Problem statement ▸
Count the lines containing "ridge" in the entries underneath, and state that count without anything else.

Spatial localization data
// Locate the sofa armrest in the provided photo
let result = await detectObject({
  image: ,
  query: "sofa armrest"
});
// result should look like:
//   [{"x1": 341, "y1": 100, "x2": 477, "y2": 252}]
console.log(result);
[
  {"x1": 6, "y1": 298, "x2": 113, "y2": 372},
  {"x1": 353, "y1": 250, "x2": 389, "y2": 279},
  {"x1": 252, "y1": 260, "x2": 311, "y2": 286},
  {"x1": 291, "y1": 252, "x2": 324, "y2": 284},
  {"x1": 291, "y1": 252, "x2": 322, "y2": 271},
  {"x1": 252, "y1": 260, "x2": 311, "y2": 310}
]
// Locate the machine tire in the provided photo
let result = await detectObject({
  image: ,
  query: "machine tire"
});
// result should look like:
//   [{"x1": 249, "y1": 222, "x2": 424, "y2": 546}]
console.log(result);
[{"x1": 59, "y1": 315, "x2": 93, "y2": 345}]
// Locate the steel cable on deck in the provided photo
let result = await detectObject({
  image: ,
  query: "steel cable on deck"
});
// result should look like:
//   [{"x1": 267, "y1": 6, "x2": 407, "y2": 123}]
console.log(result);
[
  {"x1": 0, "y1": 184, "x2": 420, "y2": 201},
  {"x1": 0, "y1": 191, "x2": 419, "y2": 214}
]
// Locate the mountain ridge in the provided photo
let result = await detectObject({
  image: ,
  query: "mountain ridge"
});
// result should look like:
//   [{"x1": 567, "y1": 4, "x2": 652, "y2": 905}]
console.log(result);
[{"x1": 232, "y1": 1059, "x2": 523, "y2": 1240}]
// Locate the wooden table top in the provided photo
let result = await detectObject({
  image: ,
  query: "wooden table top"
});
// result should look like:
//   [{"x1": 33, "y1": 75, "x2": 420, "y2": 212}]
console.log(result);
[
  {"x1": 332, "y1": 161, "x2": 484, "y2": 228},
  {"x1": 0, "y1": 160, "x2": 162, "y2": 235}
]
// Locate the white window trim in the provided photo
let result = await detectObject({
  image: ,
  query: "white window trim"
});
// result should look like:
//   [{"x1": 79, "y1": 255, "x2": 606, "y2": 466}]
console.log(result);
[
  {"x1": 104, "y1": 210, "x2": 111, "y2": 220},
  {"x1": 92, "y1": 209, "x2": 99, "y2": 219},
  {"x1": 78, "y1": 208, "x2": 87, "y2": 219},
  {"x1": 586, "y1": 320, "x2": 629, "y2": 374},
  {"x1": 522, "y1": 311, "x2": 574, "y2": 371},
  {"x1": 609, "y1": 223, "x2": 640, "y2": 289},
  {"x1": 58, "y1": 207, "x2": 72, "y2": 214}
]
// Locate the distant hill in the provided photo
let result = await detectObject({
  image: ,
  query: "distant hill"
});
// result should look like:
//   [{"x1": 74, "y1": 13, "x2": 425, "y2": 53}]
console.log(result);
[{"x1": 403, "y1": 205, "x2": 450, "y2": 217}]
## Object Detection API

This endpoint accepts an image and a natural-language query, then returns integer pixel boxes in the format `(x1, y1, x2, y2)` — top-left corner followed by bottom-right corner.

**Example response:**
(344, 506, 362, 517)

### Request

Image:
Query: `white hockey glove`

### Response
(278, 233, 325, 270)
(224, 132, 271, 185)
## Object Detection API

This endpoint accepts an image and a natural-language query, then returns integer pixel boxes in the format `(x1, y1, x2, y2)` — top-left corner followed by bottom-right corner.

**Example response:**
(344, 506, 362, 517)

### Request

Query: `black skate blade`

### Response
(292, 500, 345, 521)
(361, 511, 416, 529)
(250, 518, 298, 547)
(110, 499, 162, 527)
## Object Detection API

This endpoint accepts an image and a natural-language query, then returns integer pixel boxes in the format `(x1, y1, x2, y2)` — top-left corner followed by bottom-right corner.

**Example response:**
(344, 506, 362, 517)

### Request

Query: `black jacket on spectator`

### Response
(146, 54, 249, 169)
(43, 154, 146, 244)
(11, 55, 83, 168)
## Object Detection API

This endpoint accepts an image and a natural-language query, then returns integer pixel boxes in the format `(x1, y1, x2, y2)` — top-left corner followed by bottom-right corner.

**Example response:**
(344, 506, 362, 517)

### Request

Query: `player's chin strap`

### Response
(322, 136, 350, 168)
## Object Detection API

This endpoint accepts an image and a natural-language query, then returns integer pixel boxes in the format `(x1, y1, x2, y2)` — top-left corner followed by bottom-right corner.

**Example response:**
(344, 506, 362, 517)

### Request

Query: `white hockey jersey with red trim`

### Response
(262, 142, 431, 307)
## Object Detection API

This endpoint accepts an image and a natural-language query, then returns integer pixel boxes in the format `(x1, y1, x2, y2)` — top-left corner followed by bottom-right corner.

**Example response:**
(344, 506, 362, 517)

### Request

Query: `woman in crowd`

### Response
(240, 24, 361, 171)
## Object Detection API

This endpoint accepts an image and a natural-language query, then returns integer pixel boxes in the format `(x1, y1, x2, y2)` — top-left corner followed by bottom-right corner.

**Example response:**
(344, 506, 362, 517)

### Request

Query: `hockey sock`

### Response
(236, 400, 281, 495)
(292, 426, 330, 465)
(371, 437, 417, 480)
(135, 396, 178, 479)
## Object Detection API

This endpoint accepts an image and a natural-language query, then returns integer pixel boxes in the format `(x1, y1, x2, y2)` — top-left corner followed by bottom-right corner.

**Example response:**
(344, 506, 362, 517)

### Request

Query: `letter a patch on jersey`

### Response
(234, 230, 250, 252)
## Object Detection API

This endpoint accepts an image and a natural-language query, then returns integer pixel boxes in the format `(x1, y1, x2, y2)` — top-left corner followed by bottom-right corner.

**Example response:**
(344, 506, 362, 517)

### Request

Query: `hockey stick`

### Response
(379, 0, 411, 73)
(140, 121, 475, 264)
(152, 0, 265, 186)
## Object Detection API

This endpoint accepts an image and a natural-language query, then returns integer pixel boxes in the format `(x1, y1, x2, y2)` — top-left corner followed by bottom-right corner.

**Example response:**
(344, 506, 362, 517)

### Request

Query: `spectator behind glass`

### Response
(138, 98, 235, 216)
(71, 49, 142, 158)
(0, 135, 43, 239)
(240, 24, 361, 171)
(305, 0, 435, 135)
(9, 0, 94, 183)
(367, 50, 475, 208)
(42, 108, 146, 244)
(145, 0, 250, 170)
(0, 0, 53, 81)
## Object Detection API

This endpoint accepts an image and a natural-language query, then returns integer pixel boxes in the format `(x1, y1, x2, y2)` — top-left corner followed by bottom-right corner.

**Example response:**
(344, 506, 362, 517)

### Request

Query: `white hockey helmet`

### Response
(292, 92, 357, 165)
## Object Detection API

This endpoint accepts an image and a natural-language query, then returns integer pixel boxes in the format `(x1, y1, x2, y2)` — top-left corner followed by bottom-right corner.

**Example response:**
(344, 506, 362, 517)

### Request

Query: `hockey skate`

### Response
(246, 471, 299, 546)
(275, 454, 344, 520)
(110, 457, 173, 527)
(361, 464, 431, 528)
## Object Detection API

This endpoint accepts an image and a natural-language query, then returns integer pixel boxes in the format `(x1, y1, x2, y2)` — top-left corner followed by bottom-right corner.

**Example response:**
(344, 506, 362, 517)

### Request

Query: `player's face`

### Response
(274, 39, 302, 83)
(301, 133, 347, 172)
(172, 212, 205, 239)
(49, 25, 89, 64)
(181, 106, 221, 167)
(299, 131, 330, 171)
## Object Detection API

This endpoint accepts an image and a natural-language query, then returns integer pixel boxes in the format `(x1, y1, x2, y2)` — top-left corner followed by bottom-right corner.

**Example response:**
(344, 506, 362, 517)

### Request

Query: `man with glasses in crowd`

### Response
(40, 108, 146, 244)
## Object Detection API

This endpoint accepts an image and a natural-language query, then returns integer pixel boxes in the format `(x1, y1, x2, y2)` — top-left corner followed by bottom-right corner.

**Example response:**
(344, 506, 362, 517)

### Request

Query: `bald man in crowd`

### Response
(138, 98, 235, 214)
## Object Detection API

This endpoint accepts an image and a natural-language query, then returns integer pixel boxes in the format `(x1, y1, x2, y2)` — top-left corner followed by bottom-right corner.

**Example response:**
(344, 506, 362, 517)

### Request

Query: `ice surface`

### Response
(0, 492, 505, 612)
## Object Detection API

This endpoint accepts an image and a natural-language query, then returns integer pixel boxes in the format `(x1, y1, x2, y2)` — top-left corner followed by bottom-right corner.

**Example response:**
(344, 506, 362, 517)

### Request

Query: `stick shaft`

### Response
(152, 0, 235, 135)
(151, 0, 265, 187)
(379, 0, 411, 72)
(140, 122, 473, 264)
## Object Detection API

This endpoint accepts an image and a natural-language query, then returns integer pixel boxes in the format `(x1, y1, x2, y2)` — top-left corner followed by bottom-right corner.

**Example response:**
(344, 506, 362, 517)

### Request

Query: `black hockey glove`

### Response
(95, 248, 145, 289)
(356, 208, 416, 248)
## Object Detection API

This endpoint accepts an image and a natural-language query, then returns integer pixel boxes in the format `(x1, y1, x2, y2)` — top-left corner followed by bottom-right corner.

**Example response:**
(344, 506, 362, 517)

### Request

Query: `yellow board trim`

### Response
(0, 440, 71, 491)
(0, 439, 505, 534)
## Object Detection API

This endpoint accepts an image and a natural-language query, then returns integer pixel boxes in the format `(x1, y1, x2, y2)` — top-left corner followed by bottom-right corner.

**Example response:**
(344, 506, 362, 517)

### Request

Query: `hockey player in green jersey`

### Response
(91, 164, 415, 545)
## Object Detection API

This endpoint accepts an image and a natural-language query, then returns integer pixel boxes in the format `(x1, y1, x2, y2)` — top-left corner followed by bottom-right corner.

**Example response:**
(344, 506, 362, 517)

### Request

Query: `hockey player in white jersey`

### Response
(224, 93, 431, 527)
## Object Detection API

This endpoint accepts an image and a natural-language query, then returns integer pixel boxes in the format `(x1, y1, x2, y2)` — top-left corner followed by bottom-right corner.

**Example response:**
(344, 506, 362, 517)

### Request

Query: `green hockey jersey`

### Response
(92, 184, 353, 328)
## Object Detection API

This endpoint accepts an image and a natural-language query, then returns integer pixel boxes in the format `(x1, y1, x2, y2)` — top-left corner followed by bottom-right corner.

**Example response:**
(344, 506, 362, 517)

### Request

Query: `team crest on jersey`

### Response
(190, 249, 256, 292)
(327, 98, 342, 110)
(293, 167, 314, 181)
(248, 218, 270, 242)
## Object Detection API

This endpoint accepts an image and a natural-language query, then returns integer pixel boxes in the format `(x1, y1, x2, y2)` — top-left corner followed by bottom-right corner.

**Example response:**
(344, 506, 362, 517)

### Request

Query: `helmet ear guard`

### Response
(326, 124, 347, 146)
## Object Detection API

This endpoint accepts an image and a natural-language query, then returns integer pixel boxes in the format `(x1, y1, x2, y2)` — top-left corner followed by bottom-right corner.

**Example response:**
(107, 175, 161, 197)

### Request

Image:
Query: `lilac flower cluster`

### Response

Exercise output ▸
2